Excerpts from a detection dataset:

-*-*-

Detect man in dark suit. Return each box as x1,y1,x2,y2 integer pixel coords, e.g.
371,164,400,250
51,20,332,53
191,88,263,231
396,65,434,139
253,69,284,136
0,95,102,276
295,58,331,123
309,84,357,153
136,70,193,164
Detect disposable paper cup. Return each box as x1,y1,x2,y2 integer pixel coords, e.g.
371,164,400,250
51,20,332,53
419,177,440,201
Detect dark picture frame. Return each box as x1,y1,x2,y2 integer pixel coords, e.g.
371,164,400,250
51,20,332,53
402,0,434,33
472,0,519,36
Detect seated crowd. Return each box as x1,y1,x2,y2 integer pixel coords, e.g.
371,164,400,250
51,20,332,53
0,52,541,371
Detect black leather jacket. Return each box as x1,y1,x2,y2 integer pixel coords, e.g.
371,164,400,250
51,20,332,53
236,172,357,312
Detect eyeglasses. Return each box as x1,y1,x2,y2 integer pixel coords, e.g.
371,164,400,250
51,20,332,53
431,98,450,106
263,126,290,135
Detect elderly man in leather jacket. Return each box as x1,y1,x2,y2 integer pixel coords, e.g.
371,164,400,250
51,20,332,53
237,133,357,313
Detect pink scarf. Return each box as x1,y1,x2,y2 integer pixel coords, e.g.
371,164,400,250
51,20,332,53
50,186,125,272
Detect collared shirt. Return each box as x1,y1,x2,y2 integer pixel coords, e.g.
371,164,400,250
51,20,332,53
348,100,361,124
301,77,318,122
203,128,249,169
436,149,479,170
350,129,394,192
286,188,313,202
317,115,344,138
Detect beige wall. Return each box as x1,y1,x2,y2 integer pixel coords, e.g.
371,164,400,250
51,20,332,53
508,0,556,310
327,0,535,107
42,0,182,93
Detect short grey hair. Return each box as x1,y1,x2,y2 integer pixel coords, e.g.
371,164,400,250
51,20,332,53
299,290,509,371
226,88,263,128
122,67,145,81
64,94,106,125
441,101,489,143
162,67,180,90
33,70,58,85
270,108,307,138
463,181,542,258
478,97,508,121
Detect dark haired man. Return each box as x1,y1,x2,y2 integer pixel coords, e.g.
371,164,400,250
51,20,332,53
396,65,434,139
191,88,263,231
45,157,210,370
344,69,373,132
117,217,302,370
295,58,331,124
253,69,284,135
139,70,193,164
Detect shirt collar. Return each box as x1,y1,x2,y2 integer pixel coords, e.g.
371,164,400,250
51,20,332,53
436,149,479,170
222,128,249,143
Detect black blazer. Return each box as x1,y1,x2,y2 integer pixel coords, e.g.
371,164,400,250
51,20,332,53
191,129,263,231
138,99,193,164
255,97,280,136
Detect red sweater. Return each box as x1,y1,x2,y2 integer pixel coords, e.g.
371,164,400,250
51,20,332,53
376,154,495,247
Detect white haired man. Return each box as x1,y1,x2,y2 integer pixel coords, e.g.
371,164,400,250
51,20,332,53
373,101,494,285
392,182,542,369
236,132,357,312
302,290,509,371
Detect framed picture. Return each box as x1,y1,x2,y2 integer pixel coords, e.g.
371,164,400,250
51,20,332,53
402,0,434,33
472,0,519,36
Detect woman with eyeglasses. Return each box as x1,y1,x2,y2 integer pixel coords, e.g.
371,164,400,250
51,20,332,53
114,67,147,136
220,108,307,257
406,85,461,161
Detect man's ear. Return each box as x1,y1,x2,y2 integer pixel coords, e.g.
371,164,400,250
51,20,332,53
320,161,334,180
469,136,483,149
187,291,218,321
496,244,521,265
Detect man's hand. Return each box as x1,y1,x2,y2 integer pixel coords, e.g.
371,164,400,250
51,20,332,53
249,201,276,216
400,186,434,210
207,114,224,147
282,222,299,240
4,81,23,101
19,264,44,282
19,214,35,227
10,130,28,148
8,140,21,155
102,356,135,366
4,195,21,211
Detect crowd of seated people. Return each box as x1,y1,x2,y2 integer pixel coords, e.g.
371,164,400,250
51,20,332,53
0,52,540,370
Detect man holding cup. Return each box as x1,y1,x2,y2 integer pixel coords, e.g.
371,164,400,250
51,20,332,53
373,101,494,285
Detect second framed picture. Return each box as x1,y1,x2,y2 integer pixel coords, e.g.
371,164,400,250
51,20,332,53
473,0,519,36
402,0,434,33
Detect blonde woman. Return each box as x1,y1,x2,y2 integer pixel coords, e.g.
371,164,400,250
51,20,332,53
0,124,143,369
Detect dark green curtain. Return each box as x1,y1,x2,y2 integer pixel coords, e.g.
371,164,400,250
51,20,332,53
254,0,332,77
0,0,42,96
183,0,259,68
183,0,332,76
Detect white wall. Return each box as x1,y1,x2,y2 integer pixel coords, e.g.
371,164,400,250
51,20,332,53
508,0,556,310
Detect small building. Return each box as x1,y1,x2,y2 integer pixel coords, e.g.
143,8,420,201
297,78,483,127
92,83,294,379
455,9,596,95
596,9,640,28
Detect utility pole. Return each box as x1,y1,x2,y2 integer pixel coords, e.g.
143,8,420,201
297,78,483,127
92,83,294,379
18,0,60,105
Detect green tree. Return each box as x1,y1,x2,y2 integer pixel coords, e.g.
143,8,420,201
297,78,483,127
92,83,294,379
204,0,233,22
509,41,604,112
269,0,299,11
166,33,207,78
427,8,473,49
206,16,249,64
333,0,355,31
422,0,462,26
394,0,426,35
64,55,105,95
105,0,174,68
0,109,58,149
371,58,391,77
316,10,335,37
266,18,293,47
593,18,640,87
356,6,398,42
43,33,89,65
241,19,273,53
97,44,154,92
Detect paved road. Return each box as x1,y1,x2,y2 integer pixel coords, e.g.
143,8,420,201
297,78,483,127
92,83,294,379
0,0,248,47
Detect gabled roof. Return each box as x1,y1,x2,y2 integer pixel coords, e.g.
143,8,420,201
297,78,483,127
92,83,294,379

-*-*-

Return every line of the records above that contains the string "dark". Treat uppercase and lowercase letters as distinct.

Detect man in dark suit. Return each box as x1,y1,x2,y2 integer pixel coords, e.g.
Detect dark picture frame. Return each box as x1,y1,x2,y2 integer pixel coords, e.g.
Detect dark haired man. Return each box as x1,y1,x2,y2 integer pixel coords, e.g.
Detect dark green curtain. Return each box as x1,y1,x2,y2 integer pixel coords, e.g.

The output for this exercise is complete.